▸ Compiti da svolgere
1/ Elenca tutto ciò che Madrid chiude secondo l'articolo sul referendum catalano.
2/ Prosegui l'articolo sul referendum catalano partendo dopo la sua ultima frase.

*** Brano selezionato ***

Catalogna, gli indipendentisti sardi volano a Barcellona per il referendum, di Patrizia Baldino

Continua il braccio di ferro tra i due governi. Madrid chiude lo spazio aereo sopra la città, la app per individuare i seggi e il sito per il voto elettronico del governo catalano. La Generalitat denuncerà lo stato spagnolo per “abuso di potere”. Gli indipendentisti occupano i seggi.

Una delegazione dei partiti autonomisti sarà nella capitale catalana per il referendum del primo ottobre. Una vicinanza che dura secoli. Congiu: “Parteciperemo alle manifestazioni”

 

L repubblica 29 settembre 2017

La Catalogna e la Sardegna unite – ancora una volta – dalla voglia di indipendenza. In vista del referendum catalano sulla separazione dalla Spagna, una delegazione di indipendentisti sardi volerà a Barcellona per vigilare sulle votazioni. I membri del gruppo saranno accolti al Palau de la Generalitat, la sede del governo regionale, come “osservatori internazionali”.

Un ruolo già ricoperto in passato, durante i precedenti tentativi della Catalogna di ottenere l’indipendentismo nel 2010 e nel 2014, quando le votazioni sul referendum vennero bocciate da Madrid e dichiarate illegali. Come allora, i sardi vogliono manifestare vicinanza al popolo catalano e alla possibilità, giudicata fondamentale e totalmente legittima, di autogovernarsi. Il 21 settembre, infatti, il Parlamento sardo ha approvato un testo di solidarietà al governo di Barcellona, condannando la reazione repressiva della Spagna.

*** Dati grezzi ***

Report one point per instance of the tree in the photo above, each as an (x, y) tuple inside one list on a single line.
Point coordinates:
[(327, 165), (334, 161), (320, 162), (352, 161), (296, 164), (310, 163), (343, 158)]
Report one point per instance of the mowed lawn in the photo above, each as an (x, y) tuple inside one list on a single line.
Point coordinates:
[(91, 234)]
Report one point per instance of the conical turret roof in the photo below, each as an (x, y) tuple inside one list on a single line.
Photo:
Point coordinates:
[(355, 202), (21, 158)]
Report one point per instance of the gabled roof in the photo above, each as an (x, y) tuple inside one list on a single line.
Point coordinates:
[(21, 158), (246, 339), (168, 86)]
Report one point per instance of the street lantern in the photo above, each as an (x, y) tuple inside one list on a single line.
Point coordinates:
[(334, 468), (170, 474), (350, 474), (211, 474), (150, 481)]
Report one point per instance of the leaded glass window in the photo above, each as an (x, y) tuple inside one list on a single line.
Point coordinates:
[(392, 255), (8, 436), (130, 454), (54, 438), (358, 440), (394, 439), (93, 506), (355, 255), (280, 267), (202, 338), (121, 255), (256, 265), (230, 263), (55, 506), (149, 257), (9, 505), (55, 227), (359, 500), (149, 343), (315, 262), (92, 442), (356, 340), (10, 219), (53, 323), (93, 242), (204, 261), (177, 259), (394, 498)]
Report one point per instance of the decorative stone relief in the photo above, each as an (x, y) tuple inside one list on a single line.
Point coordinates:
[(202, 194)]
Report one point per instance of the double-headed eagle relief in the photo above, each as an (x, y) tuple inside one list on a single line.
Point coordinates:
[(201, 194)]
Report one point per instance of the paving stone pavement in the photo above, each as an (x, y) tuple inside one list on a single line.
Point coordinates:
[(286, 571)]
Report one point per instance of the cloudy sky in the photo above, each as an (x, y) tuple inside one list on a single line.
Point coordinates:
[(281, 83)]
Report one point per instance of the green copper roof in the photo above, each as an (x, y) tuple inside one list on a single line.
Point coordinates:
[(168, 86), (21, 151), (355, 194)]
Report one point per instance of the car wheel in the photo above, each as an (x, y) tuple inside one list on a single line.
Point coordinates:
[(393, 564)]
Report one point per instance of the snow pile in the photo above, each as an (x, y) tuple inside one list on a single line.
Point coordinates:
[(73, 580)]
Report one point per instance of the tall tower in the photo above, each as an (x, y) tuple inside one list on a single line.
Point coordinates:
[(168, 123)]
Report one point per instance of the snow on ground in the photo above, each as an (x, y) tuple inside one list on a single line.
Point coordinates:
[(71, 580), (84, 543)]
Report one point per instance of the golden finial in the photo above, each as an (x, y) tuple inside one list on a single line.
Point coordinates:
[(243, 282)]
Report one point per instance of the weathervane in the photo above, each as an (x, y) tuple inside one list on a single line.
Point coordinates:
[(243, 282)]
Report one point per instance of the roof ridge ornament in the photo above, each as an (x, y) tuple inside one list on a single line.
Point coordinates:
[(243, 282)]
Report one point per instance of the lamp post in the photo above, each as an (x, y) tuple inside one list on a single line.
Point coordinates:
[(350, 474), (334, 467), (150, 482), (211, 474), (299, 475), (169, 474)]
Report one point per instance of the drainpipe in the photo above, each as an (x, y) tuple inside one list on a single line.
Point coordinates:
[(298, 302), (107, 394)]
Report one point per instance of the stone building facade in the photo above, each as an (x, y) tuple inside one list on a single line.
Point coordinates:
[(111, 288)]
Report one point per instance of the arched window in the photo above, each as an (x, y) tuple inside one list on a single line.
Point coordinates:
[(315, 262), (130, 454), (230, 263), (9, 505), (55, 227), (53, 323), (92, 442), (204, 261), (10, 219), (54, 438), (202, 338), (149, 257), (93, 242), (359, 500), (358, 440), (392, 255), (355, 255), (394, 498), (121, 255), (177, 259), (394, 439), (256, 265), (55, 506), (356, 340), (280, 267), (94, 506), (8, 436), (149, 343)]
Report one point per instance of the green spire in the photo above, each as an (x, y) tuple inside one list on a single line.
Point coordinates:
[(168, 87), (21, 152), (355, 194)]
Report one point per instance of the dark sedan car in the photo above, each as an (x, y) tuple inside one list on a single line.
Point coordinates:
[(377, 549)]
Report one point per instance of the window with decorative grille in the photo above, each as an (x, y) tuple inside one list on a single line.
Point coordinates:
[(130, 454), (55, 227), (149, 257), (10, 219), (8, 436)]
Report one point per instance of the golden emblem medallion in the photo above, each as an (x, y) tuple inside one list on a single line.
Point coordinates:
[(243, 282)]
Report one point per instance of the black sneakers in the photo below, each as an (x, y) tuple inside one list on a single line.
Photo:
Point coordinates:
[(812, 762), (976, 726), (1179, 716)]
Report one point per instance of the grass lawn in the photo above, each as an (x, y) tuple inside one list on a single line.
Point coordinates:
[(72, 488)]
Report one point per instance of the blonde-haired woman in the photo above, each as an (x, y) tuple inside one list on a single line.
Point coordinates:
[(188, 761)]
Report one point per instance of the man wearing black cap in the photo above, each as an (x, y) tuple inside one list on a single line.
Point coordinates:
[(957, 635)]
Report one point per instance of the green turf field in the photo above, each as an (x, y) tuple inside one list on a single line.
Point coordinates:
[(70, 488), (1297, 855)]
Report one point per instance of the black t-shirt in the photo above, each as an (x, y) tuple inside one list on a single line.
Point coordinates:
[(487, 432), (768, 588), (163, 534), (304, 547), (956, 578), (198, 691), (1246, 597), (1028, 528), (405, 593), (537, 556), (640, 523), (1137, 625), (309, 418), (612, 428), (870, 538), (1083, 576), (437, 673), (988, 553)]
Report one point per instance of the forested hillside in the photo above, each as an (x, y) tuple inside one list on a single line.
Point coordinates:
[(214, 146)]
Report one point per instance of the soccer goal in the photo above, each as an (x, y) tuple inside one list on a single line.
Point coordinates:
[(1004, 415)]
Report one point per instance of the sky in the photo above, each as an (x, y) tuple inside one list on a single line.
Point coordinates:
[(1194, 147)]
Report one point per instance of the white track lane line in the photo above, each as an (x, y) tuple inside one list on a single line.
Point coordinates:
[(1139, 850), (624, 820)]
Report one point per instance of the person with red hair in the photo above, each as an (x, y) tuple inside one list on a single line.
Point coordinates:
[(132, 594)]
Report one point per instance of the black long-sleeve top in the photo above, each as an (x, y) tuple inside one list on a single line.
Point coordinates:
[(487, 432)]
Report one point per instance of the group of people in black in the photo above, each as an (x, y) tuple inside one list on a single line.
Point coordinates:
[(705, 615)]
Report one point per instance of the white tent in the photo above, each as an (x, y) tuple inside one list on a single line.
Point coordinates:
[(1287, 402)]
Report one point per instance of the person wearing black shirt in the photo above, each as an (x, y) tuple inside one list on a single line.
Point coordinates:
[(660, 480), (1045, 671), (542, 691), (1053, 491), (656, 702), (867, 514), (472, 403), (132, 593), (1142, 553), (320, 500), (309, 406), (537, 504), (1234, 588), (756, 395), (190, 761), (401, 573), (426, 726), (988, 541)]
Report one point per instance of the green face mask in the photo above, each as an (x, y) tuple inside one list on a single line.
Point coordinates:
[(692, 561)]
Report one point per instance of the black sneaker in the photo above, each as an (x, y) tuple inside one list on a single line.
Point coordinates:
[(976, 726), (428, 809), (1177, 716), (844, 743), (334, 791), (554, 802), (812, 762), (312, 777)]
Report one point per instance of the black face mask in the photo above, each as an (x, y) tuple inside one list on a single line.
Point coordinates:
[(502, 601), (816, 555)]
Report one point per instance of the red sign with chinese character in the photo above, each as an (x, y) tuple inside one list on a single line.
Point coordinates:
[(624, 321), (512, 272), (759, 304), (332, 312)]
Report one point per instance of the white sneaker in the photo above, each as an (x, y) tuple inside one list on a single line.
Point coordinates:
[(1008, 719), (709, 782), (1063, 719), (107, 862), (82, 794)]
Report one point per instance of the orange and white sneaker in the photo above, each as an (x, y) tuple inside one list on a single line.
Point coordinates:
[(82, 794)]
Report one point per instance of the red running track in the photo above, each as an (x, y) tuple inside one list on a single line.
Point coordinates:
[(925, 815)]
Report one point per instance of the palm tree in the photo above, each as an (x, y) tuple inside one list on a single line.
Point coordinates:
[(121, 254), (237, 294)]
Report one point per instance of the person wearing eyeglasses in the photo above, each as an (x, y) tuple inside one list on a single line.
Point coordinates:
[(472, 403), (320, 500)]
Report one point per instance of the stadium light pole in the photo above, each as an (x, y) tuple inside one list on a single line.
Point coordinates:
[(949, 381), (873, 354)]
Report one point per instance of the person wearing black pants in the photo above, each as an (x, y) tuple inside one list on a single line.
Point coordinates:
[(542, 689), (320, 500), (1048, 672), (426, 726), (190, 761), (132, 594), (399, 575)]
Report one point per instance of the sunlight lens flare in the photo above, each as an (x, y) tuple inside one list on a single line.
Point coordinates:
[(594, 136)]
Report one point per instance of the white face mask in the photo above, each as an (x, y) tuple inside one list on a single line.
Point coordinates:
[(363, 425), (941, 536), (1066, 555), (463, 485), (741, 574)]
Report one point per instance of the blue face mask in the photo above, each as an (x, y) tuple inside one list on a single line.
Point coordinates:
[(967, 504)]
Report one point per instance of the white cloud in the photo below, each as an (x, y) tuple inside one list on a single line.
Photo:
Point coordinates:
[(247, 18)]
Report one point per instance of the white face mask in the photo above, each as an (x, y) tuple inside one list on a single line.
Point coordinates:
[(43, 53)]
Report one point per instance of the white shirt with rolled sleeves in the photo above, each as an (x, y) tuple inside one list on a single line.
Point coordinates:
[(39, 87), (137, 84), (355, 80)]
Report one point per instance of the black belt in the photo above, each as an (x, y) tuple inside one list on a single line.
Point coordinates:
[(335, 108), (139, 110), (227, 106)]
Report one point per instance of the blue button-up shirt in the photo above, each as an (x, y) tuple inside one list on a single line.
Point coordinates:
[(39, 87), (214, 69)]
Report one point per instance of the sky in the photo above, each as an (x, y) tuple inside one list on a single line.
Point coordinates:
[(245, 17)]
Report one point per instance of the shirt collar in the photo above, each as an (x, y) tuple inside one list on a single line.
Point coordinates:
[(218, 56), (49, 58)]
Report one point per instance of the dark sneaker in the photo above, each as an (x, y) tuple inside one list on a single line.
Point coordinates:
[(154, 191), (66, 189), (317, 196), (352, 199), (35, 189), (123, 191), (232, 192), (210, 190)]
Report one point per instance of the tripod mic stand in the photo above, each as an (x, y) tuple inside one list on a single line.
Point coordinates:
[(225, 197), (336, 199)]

***

▸ Risposte in ordine
1/
- Lo spazio aereo sopra la città
- La app per individuare i seggi
- Il sito per il voto elettronico del governo catalano

2/
Molti degli osservatori internazionali appartengono al Partito dei Sardi, nato nel 2013, che si batte per la separazione dell’isola dall’Italia. “Saremo in Catalogna – ha sottolineato Gianfranco Congiu, Capogruppo del partito – e parteciperemo alle manifestazioni. Vogliamo seguire la vicenda, facendo tesoro di questa esperienza”.

Due regioni, lo stesso passato La presenza degli indipendentisti sardi a Barcellona era quasi scontata, e non solo per le ambizioni separatiste. I due territori hanno molto in comune, a cominciare dall’annessione alla Spagna. La Catalogna si unì all’Aragona nel Medioevo, e fu teatro di varie battaglie quando i Mori arrivarono nella penisola iberica, che ha ancora adesso degli aspetti “orientali”. Anche la Sardegna visse un lungo periodo – ben quattro secoli – di dominazione spagnola, conservando tuttora delle tradizioni e delle parole che si rifanno alla sua cultura. E l’emblema di questo rapporto è sicuramente Alghero, la città del nordovest dell’isola dove il 25% dei residenti parla catalano e che ha come soprannome, infatti, quello di “Barcelloneta”. Un luogo amatissimo dal governo di Barcellona che ha promesso, in caso di vittoria al referendum, di donare ai cittadini algheresi la cittadinanza catalana.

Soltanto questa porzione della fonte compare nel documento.